História
os potiguaras e as guerras cristãs
Uma das etnias indígenas que mais sofreram com catequizações impostas por nações colonizadoras foram os potiguaras. No auge da guerra político-religiosa que atingia a Europa, desencadeada pela reforma protestante e a contrarreforma católica, os nativos brasileiros ficaram no meio do fogo cruzado das doutrinas cristãs.
Na Paraíba, a evangelização católica começou, com força, em 1587, quando as expedições da União Ibérica passaram a ter a presença de religiosos. No início, o trabalho das missões era feito pelos jesuítas que pregavam e também tentavam coibir a violência dos colonizadores contra os índios.
Os desbravadores estrangeiros e bandeirantes, no entanto, ignoravam os decretos pontifícios favoráveis aos autóctones, expedidos em 1537, em que o papa Paulo III proibia a escravização, além de rechaçar a crença de sua irracionalidade, declarando-os capazes de receberem a fé cristã.
A Igreja Cristã Reformada, por sua vez, veio para o Brasil sob a bandeira holandesa, em 1630, ocasião em que grande parte dos potiguaras viu neles os libertadores da opressão exercida pelos invasores luso-hispânicos.
Na medida em que os holandeses avançavam no Nordeste, eram introduzidas congregações reformadas.
As ações começaram em cima do trabalho feito, anteriormente, pelas ordens religiosas dos jesuítas, franciscanos e carmelitas que já tinham ensinado algumas orações, a confissão apostólica, além de ter realizado batizados.

-- EXERCÍCIO BREVE 1 --
Traduza para o inglês a seguinte frase do trecho sobre os potiguaras: "Na medida em que os holandeses avançavam no Nordeste, eram introduzidas congregações reformadas."
-- EXERCÍCIO BREVE 2 --
Redija a continuação do trecho sobre os potiguaras a partir do ponto em que ele se encerra.
Os dados não guardam qualquer relação com o trecho sobre os potiguaras.

-- CONJUNTO DE DADOS --

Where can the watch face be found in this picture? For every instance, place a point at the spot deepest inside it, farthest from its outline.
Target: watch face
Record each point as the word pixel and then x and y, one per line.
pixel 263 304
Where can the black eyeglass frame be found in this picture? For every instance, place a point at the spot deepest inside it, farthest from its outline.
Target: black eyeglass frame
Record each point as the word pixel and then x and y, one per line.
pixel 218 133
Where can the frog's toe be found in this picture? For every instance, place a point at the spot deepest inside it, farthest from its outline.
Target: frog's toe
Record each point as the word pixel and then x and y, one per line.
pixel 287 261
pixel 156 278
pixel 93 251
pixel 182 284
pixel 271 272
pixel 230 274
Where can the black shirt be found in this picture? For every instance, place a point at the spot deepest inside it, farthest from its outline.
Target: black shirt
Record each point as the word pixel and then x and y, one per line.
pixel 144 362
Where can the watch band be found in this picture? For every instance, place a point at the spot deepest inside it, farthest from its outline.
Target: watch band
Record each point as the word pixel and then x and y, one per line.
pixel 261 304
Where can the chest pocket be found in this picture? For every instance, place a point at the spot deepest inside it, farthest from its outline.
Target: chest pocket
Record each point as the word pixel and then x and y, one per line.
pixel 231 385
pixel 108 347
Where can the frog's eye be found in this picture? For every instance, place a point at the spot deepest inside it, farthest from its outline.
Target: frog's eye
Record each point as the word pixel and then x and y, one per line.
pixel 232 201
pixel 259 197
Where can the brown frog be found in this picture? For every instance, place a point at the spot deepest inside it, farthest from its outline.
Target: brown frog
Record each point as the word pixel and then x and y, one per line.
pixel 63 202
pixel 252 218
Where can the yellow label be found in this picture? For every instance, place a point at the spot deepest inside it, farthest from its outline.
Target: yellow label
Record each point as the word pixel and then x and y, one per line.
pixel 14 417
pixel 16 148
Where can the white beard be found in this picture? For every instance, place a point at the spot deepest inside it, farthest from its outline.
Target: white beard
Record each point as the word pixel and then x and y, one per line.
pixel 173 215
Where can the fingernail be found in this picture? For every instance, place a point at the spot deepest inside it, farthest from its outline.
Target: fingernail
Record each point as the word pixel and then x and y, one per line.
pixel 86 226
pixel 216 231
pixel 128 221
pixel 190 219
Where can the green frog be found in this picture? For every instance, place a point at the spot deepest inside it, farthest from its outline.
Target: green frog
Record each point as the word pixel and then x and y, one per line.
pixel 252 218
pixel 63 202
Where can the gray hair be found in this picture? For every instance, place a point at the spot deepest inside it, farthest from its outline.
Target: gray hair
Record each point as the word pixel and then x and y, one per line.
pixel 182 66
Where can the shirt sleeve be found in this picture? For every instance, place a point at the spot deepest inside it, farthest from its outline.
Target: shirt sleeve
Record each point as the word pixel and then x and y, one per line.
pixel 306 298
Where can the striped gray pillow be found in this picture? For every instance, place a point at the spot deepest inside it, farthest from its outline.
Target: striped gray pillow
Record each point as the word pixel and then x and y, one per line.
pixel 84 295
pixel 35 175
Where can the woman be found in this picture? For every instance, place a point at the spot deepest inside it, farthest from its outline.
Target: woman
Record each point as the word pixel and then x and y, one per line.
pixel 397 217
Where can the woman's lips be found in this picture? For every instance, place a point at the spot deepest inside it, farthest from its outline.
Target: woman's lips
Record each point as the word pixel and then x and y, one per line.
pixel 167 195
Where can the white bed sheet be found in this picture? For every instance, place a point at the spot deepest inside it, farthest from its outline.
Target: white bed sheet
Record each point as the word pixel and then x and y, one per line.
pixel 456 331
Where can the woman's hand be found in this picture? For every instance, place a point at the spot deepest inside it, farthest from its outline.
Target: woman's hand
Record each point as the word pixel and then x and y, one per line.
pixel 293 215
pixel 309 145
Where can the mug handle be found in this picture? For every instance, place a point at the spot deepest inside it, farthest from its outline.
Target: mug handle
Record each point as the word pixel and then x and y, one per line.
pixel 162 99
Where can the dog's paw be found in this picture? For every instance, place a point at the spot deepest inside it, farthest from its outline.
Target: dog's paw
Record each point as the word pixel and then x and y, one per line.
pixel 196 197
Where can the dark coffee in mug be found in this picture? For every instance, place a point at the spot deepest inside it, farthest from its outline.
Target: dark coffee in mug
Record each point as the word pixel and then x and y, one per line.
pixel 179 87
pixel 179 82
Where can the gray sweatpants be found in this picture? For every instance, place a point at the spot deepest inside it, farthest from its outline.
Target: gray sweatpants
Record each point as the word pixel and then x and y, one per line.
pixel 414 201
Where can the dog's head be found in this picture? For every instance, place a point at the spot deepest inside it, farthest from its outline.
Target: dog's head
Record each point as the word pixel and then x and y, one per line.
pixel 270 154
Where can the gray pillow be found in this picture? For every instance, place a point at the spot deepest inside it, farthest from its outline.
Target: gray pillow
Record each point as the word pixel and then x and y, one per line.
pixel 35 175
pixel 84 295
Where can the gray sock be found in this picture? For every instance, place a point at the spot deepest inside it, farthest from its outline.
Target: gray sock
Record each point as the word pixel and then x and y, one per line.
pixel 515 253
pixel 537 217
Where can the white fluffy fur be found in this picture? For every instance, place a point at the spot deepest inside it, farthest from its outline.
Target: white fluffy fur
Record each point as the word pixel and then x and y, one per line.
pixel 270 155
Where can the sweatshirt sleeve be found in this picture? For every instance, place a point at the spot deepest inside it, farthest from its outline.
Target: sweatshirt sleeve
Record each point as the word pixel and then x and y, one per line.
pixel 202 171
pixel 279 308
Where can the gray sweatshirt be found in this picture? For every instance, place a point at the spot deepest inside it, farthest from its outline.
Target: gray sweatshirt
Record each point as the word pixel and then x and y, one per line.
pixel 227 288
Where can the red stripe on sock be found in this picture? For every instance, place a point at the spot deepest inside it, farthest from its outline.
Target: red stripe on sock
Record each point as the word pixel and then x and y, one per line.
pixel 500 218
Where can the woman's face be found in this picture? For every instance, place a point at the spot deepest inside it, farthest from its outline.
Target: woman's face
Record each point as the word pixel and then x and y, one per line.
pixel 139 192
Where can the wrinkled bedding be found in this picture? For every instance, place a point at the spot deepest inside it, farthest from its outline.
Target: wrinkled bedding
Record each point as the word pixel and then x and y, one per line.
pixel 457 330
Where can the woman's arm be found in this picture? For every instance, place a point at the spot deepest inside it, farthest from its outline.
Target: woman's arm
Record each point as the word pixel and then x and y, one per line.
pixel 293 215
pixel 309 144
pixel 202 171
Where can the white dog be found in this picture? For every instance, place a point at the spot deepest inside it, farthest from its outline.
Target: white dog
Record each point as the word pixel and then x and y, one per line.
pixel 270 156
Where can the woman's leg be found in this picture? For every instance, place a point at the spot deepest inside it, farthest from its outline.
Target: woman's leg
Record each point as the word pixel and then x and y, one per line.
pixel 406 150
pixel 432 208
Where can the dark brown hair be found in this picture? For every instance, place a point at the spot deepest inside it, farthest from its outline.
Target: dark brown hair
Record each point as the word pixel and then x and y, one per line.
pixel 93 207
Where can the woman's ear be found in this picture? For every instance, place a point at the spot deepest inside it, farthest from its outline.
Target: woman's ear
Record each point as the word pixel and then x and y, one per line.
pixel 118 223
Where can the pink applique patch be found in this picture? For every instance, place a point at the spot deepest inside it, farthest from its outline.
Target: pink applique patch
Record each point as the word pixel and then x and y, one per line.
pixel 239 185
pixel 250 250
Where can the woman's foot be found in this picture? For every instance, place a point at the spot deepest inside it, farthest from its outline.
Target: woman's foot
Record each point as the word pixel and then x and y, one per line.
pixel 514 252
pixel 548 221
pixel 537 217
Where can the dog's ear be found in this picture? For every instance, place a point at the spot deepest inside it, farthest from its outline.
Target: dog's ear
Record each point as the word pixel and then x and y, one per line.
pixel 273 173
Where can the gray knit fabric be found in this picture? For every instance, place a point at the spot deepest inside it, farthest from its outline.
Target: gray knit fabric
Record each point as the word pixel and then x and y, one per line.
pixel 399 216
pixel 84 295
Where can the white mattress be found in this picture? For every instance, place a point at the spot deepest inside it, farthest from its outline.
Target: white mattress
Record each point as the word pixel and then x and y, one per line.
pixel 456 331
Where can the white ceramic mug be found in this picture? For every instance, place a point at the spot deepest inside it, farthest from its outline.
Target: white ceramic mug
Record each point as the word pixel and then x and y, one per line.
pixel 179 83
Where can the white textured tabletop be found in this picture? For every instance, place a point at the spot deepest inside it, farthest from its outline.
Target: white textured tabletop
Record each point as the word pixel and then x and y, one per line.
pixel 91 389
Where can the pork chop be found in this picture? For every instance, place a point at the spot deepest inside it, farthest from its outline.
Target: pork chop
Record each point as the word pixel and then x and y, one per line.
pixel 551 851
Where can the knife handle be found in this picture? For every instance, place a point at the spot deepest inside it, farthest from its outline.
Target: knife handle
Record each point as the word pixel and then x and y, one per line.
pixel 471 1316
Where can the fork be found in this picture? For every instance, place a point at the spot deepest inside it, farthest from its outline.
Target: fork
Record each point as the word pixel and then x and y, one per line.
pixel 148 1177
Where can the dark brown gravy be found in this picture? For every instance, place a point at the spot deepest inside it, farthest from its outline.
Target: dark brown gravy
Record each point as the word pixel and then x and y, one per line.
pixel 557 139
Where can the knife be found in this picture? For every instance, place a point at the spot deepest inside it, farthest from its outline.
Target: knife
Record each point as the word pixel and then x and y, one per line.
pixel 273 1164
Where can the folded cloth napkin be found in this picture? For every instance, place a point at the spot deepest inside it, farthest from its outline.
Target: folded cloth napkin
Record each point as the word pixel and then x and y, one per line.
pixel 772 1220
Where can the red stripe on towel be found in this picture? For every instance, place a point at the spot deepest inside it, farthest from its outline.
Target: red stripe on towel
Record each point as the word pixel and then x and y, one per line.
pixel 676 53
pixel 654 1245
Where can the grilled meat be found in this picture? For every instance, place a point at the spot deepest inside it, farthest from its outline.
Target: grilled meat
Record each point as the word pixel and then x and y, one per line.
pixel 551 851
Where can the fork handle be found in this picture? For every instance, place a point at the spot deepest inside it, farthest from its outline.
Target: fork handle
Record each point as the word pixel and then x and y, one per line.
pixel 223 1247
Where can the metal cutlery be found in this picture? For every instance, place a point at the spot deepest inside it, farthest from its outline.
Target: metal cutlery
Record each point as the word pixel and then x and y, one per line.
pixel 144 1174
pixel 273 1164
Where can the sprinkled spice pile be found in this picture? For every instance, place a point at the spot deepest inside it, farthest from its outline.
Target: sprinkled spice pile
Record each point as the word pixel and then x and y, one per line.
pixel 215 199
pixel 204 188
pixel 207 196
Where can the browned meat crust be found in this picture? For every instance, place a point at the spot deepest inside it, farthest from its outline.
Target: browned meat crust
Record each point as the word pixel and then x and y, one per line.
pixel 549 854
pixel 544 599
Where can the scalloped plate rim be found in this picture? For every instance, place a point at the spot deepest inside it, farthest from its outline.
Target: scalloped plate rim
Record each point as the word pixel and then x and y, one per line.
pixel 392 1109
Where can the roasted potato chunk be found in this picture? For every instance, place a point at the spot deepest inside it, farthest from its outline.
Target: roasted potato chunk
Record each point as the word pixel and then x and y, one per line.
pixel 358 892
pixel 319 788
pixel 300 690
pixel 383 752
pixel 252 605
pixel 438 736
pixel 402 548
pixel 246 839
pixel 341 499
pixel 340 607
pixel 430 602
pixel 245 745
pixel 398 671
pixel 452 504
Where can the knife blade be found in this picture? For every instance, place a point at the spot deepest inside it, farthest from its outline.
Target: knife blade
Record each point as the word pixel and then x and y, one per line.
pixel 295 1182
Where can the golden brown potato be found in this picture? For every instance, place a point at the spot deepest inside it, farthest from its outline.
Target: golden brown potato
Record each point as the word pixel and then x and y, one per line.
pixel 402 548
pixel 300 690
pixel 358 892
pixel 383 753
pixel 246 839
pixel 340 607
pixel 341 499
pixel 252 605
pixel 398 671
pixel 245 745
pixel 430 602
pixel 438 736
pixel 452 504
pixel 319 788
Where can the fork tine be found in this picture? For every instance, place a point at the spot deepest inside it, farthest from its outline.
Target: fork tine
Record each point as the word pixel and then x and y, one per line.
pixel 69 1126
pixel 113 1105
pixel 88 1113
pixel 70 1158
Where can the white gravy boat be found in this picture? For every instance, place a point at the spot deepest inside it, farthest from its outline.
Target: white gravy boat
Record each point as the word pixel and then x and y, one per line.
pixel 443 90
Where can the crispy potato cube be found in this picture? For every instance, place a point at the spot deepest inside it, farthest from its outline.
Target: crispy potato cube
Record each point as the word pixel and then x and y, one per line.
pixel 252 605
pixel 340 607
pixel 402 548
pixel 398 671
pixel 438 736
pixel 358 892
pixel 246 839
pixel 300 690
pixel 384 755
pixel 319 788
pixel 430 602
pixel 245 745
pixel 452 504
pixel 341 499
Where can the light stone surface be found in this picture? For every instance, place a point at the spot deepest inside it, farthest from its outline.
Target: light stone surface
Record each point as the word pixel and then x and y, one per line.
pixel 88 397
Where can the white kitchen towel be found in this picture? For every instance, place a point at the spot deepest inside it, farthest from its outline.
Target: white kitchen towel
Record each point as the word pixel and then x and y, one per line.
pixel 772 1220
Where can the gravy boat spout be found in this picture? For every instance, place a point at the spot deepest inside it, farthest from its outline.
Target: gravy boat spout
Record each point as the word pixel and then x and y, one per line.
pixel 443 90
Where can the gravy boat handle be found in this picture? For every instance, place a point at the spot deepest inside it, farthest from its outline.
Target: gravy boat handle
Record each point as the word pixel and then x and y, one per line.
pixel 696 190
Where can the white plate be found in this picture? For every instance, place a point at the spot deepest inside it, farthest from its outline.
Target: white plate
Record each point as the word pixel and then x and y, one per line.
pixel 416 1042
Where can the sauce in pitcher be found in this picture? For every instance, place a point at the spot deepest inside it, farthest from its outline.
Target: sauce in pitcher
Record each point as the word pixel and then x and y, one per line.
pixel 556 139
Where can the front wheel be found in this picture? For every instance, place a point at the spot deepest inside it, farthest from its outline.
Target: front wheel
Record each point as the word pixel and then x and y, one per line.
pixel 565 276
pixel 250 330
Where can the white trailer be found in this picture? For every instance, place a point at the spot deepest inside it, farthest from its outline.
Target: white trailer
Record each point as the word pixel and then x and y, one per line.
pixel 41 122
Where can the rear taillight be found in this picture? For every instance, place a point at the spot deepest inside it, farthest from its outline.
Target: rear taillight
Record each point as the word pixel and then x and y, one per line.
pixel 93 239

-- RESPOSTA 1 --
As the Dutch advanced in the Northeast, Reformed congregations were introduced.

-- RESPOSTA 2 --
Em 1638, os próprios índios potiguaras, na Paraíba, que chegavam a expulsar padres de seus núcleos, solicitaram um pastor nas aldeias. Os escolhidos foram David à Doreslaer e Johannes Eduardus que, além de ampliarem o trabalho missionário, se dedicaram ao ambicioso projeto de instituir o catecismo em tupi.
O pastor Eduardus traduziu trechos da bíblia e David organizou o livro “Uma Instrução Simples e Breve da Palavra de Deus”, escrito nas línguas brasiliana, holandesa e portuguesa.
A obra, que tinha notas e formulários para batismo e Santa ceia, foi impressa na Holanda e distribuída no Brasil pela Companhia das Índias Ocidentais, em 1641.
No começo do movimento de Insurreição Pernambucana, em 1645, que culminou com a expulsão dos holandeses, dez anos depois, uma série de trocas de cartas entre líderes potiguaras tornou-se o símbolo da guerra de propaganda religiosa que separou seu povo.
Do lado católico-português (a guerra da restauração já tinha separado Portugal da Espanha), o Capitão Antonio Felipe Camarão e o Sargento-Mor Diogo Pinheiro Camarão. No outro flanco, o Regedor e Comandante do Regimento de Índios na Paraíba, Pedro Poty e o Regedor de Índios do Rio Grande do Norte, Antonio Paraupaba, aliados da Companhia das Índias Ocidentais.
As mensagens, escritas em tupi, tentavam convencer os oponentes a mudarem de lado e se entregar.
A primeira carta, destinada a Pedro Poty, foi enviada em 22 de outubro, por seu primo, Diogo Pinheiro Camarão:
“Sois um bom parente. Sai desse lugar, que é como o fogo do inferno. Não sabeis que sois cristão? Por que vos quereis perverter? Por que vos quereis perverter? Se os Portugueses têm êxito na guerra é porque, sendo cristãos, o Senhor Deus não permite que fujam ou se percam, por isso desejamos muito que vos passeis para nós, e isso garantido pela palavra do grande capitão Antônio Philippe Camarão e de todos os capitães dos Portugueses”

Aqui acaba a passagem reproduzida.